**Record extracts**

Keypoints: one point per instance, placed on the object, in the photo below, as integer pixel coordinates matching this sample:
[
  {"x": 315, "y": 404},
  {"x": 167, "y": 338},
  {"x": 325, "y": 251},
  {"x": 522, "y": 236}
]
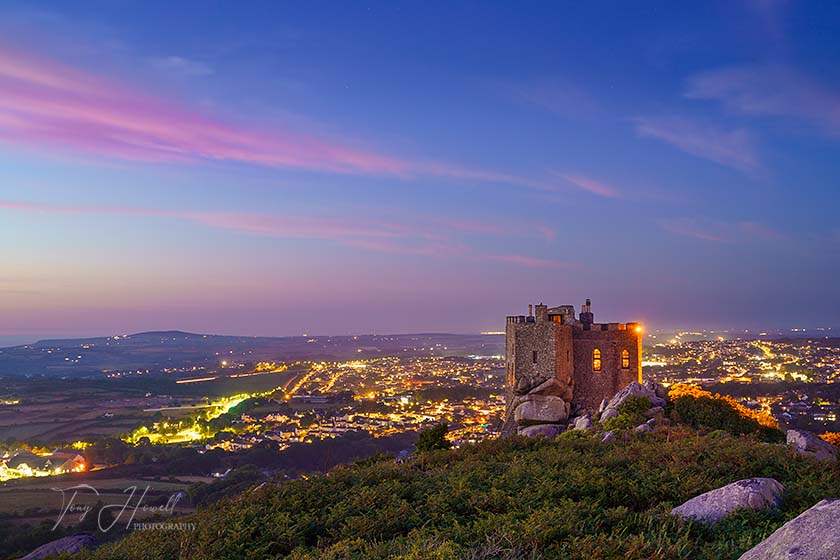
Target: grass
[{"x": 520, "y": 498}]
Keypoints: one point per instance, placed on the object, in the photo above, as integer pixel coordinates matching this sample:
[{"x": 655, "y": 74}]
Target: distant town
[{"x": 224, "y": 401}]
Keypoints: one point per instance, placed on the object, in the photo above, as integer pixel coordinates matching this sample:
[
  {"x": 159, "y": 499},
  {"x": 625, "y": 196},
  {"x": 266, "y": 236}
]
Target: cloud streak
[
  {"x": 432, "y": 238},
  {"x": 48, "y": 105},
  {"x": 592, "y": 186},
  {"x": 770, "y": 90},
  {"x": 731, "y": 148}
]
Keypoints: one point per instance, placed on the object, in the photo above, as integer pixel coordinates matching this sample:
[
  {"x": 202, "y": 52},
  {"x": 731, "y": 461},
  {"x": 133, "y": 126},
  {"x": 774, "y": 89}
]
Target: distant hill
[
  {"x": 573, "y": 497},
  {"x": 159, "y": 350}
]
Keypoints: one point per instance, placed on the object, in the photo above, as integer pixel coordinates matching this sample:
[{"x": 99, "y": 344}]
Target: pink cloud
[
  {"x": 732, "y": 148},
  {"x": 430, "y": 238},
  {"x": 772, "y": 90},
  {"x": 45, "y": 104},
  {"x": 592, "y": 186}
]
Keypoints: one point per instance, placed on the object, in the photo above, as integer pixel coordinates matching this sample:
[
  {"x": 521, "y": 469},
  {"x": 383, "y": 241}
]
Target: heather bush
[{"x": 519, "y": 498}]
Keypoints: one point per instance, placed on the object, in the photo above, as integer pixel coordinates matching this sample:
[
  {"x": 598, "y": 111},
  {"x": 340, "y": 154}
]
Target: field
[{"x": 58, "y": 411}]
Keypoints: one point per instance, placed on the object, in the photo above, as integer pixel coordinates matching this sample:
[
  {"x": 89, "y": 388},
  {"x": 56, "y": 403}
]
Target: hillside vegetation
[{"x": 572, "y": 497}]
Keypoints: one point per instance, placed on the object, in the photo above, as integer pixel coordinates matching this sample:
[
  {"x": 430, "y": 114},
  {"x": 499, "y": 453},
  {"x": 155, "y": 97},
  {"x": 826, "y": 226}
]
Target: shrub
[
  {"x": 713, "y": 413},
  {"x": 832, "y": 437},
  {"x": 631, "y": 413},
  {"x": 433, "y": 438},
  {"x": 518, "y": 498}
]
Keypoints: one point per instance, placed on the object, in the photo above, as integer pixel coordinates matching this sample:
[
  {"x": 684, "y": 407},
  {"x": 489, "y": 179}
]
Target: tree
[{"x": 433, "y": 438}]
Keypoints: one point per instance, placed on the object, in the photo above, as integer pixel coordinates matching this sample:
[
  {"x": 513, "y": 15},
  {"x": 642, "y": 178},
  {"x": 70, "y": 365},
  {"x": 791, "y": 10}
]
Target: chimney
[{"x": 586, "y": 315}]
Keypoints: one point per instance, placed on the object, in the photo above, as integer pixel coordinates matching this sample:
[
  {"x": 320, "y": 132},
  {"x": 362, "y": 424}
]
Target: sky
[{"x": 271, "y": 168}]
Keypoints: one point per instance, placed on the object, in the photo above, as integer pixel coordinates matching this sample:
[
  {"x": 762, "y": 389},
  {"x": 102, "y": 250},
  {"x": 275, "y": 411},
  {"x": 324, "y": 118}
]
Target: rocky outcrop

**Goal of the exercise**
All of the entries need to be copied exactly, minus any pictures.

**Response area**
Keypoints: one point per instance, placed on the object, in the photo below, as integer pixel coordinates matching this sample:
[
  {"x": 315, "y": 404},
  {"x": 167, "y": 338},
  {"x": 325, "y": 251},
  {"x": 522, "y": 236}
]
Target: grass
[{"x": 520, "y": 498}]
Keypoints: one point per instance, placed on the object, in the photo above, as integer pixel coordinates matching this sample:
[{"x": 655, "y": 74}]
Target: distant town
[{"x": 224, "y": 401}]
Keypoints: one point per instance, placed on the object, in the photo above, as integer pixel coordinates matching this sample:
[
  {"x": 159, "y": 499},
  {"x": 625, "y": 196},
  {"x": 266, "y": 236}
]
Target: cloud streak
[
  {"x": 432, "y": 238},
  {"x": 48, "y": 105},
  {"x": 592, "y": 186},
  {"x": 770, "y": 90},
  {"x": 731, "y": 148}
]
Keypoints: one point per instance, placed on the object, in the photo above, as integer pixel coordinates matching this sample:
[
  {"x": 202, "y": 52},
  {"x": 731, "y": 461},
  {"x": 133, "y": 126},
  {"x": 774, "y": 89}
]
Target: distant hill
[
  {"x": 573, "y": 497},
  {"x": 159, "y": 350}
]
Keypoints: one point per instance, placed on the object, in the photo above, as integer pixel coordinates matching this sample:
[{"x": 99, "y": 344}]
Target: pink cloud
[
  {"x": 732, "y": 148},
  {"x": 430, "y": 238},
  {"x": 772, "y": 90},
  {"x": 45, "y": 104},
  {"x": 592, "y": 186}
]
Keypoints: one point per instance, placed on the object, in the photo above, as integer pixel coordinates matching this sample:
[
  {"x": 521, "y": 469},
  {"x": 383, "y": 241}
]
Target: heather bush
[{"x": 519, "y": 498}]
Keypoints: one point per instance, placed on the object, in the photo above, as integer pixel coordinates matching this sample:
[
  {"x": 598, "y": 111},
  {"x": 340, "y": 154}
]
Target: field
[{"x": 58, "y": 411}]
Keypoints: one point per instance, placed on the object, in the photo above, as integer pixel coordinates matching this sample:
[
  {"x": 89, "y": 388},
  {"x": 56, "y": 403}
]
Target: hillside vegetation
[{"x": 572, "y": 497}]
Keypoints: one point per instance, placed on the object, in the photo above, as integer pixel coordinates matching this sample:
[
  {"x": 430, "y": 114},
  {"x": 499, "y": 453},
  {"x": 155, "y": 97},
  {"x": 826, "y": 226}
]
Target: shrub
[
  {"x": 713, "y": 413},
  {"x": 832, "y": 437},
  {"x": 631, "y": 413},
  {"x": 433, "y": 438},
  {"x": 518, "y": 498}
]
Keypoints: one point per instance, placed on the object, in the photo above, as integer pixel coordinates matching this sample:
[
  {"x": 684, "y": 407},
  {"x": 489, "y": 179}
]
Target: tree
[{"x": 433, "y": 438}]
Keypoints: one point per instance, placed on the object, in the photo above, as integer pixel coordinates matching this sample:
[
  {"x": 513, "y": 15},
  {"x": 642, "y": 178},
  {"x": 70, "y": 365},
  {"x": 791, "y": 10}
]
Target: chimney
[{"x": 586, "y": 315}]
Keypoints: one point per instance, placed on the object, in the photo above, as integer pixel coordinates matching this sample:
[
  {"x": 320, "y": 132},
  {"x": 362, "y": 424}
]
Target: sky
[{"x": 271, "y": 168}]
Keypoints: one point per instance, placed on the object, in the photo above, as integer pixel coordinates matching this sample:
[
  {"x": 762, "y": 389},
  {"x": 102, "y": 250},
  {"x": 275, "y": 411},
  {"x": 324, "y": 118}
]
Target: rocky outcrop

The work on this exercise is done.